**EXCERPTED TEXT**
Bill Clinton photo

Remarks at a Democratic Party Reception in Detroit

August 06, 1994

Thank you very much. I'm glad to be back in Michigan and glad to be back in Detroit. I'm glad to be on this stage with all these wonderful Democrats, and I thank them for the work they have done for your State and for your country. I also would like to say a special word of thanks to all the people of Michigan who have been so kind to me and to Hillary and to our administration, for the victory we won here in the primary in 1992 and in the general election, and since then, for all the work that has been done, including the wonderful host we had in Detroit in Mayor Archer, when we had the jobs conference here a few months ago. I thank you for that.

Ladies and gentlemen, I ran for this job because I wanted to change this country. I was worried about the direction in which we were going. I thought the economy was going down, the deficit was going up, the country was coming apart, we were in danger of losing the American dream, and our Government wasn't working for ordinary people. I wanted to change all that. And after a year and a half, I can tell you that the change is well underway.

A lot of people don't like it, and they've fought it every step of the way. When I try to unite people in Washington, there are always people there trying to divide us. When I try to talk in ordinary terms to ordinary people, there are always people there throwing around political hot air and divisive rhetoric. But I can tell you that we are moving forward.

Since this administration took office, we have implemented a national economic strategy. We have launched a full-scale assault on crime. We have made a sweeping proposal on welfare reform. We have got bills to the floor of both Houses of Congress for the first time in the history of the United States to provide affordable health care to all Americans.

And I want to point out, when I came to Michigan in 1992, people told me they wanted something done about this economy. When I offered our national economic plan to the Congress, I was told in a meeting by the congressional leaders of the other party that there would be no votes from the other party for the budget, no votes for the economic plan, that they would not help us to reverse 12 years of exploding deficits, declining investment, and a declining economy. And so, by the narrowest of margins, we passed that economic plan. And they said the sky would fall, the economy would collapse, the deficit would go up, jobs would be lost, the end of the world had come. Chicken Little was on the floor of the Senate and the House with an elephant pin on. [Laughter]

What happened? We produced for the American people $255 billion in spending cuts, tax cuts for 15 million working families, including 392,000 working families in the State of Michigan. We did ask 1.2 percent of the wealthiest people in this country to pay more so we could pay the deficit down, including 41,000 families in Michigan, one-tenth the number who got a tax cut. We made 90 percent of the small businesses in this State and this Nation eligible for tax reductions if they invested more to grow this economy. We made 20 million Americans immediately eligible for lower interest rates and better repayment terms on their college loans.

And what was the result? We're shrinking the Federal Government to its smallest point since Kennedy was President. We've got 3 years of deficit reduction in a row coming for the first time since Truman was President. We have 4.1 million new jobs, more jobs in a year and a half in Michigan than in the previous 4 years. We have a big drop in the unemployment rate, the largest number of new businesses formed in any single year since World War II. I plead guilty: We did it.

**PROVIDED RECORDS**
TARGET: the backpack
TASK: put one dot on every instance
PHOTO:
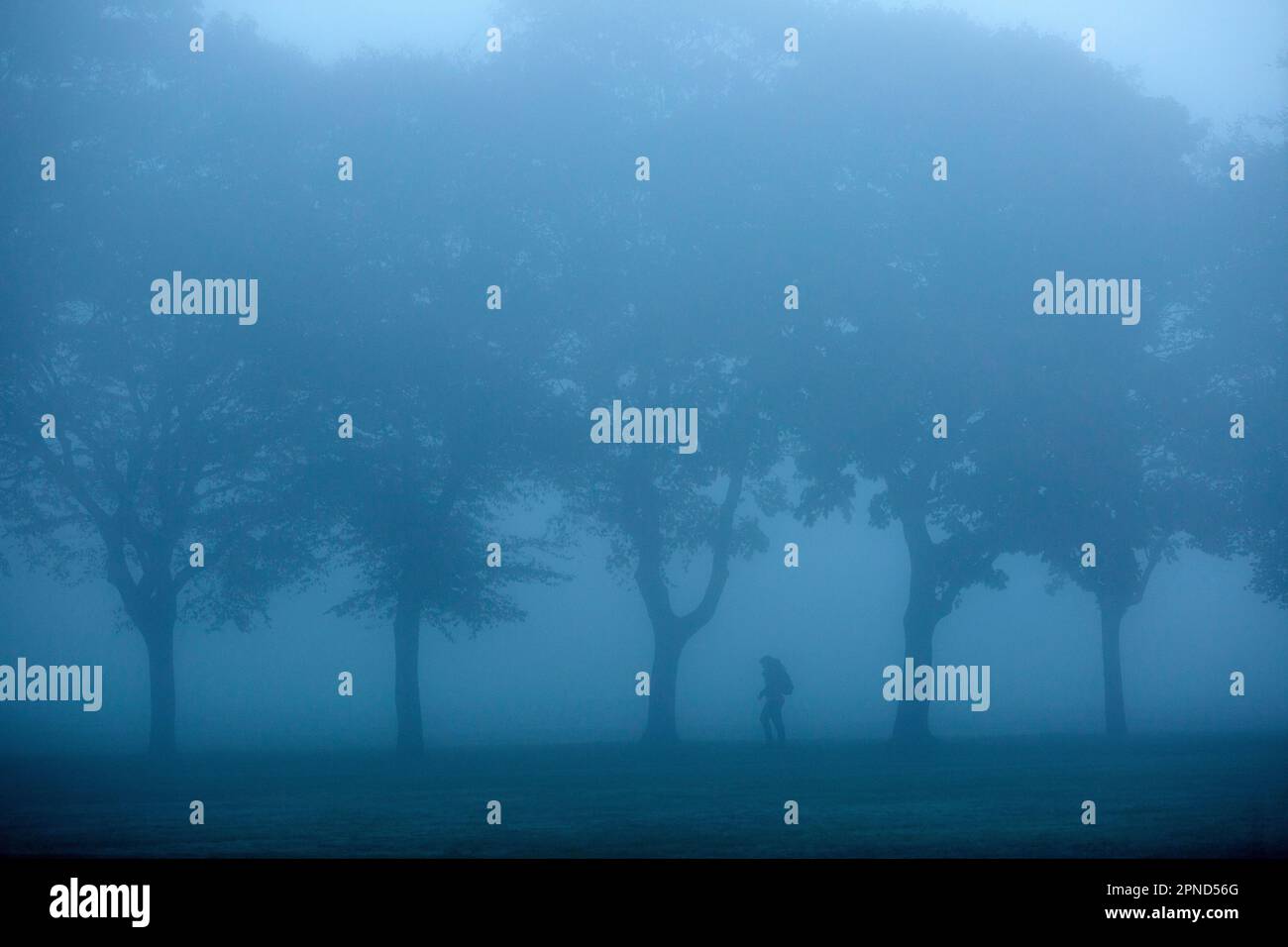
(785, 684)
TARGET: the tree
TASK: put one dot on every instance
(160, 431)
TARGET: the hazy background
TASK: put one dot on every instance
(567, 673)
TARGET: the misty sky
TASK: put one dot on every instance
(1216, 58)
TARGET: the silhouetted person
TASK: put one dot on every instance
(777, 686)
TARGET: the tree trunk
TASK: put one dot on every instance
(919, 617)
(912, 718)
(1111, 633)
(662, 686)
(411, 737)
(160, 643)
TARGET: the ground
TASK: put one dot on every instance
(1211, 796)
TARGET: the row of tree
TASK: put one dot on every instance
(518, 171)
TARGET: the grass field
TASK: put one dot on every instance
(1214, 796)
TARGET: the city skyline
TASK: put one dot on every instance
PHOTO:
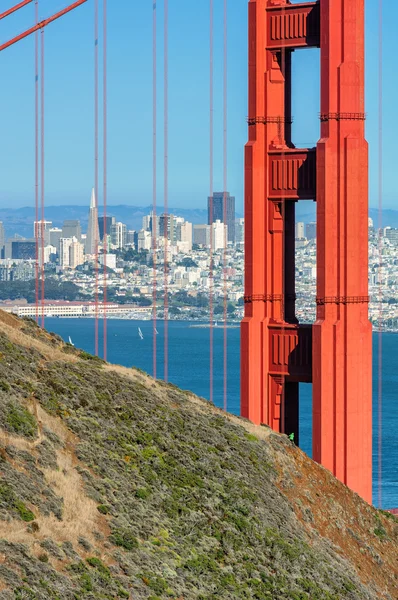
(70, 166)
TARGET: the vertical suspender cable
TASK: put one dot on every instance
(105, 173)
(380, 243)
(282, 140)
(154, 190)
(42, 180)
(37, 161)
(225, 140)
(166, 174)
(96, 167)
(211, 203)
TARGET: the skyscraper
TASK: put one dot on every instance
(2, 239)
(105, 221)
(119, 235)
(71, 228)
(92, 237)
(218, 212)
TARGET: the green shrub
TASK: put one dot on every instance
(4, 386)
(20, 421)
(96, 563)
(142, 493)
(123, 538)
(9, 499)
(43, 557)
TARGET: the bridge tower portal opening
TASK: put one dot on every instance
(277, 352)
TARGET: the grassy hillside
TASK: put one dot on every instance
(116, 486)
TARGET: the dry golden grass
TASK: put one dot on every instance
(80, 514)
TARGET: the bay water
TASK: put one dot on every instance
(189, 354)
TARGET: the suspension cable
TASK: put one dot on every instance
(42, 179)
(105, 172)
(211, 201)
(225, 181)
(154, 190)
(166, 208)
(96, 65)
(380, 250)
(37, 236)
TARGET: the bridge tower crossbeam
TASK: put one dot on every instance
(335, 353)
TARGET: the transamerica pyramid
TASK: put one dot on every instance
(92, 238)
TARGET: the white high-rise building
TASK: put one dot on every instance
(239, 232)
(76, 253)
(184, 234)
(144, 240)
(201, 235)
(220, 234)
(92, 237)
(64, 254)
(42, 228)
(119, 235)
(300, 235)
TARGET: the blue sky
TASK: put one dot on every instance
(69, 102)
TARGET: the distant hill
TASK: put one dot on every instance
(114, 485)
(20, 220)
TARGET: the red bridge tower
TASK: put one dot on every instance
(335, 353)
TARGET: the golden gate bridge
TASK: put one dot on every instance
(334, 354)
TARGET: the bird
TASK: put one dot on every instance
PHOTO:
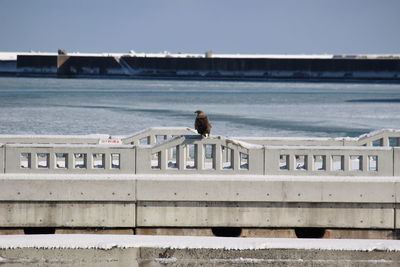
(201, 124)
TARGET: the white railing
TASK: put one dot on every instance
(179, 151)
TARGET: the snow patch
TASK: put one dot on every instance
(81, 241)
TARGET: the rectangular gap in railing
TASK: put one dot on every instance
(319, 162)
(377, 142)
(61, 161)
(156, 161)
(190, 151)
(80, 161)
(394, 141)
(209, 157)
(172, 158)
(355, 163)
(115, 161)
(227, 158)
(337, 163)
(160, 138)
(373, 163)
(284, 162)
(25, 161)
(98, 160)
(301, 162)
(244, 161)
(43, 160)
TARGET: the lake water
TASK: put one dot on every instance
(121, 107)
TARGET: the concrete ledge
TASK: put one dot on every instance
(113, 250)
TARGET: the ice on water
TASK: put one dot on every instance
(121, 107)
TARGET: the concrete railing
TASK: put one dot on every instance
(175, 153)
(186, 181)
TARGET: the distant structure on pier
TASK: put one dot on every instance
(206, 66)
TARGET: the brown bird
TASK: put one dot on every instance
(201, 124)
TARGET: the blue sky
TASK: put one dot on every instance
(190, 26)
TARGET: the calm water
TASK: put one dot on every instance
(119, 107)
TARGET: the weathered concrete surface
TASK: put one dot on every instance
(69, 257)
(108, 250)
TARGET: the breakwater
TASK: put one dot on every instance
(206, 67)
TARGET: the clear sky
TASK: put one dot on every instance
(196, 26)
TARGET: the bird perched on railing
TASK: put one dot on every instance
(201, 124)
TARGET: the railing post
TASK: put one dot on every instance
(180, 157)
(310, 162)
(345, 159)
(328, 162)
(52, 160)
(199, 158)
(217, 157)
(385, 141)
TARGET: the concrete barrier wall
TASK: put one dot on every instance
(95, 250)
(211, 68)
(189, 181)
(115, 201)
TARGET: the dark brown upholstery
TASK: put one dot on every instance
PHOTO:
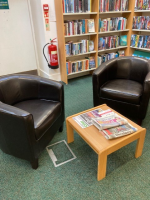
(123, 84)
(31, 112)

**ABOUT THIS EXERCISE**
List every outcome that, according to the Detroit remarks, the other party predicted would follow the passage of the economic plan.

**RESPONSE BELOW**
- The sky would fall.
- The economy would collapse.
- The deficit would go up.
- Jobs would be lost.
- The end of the world had come.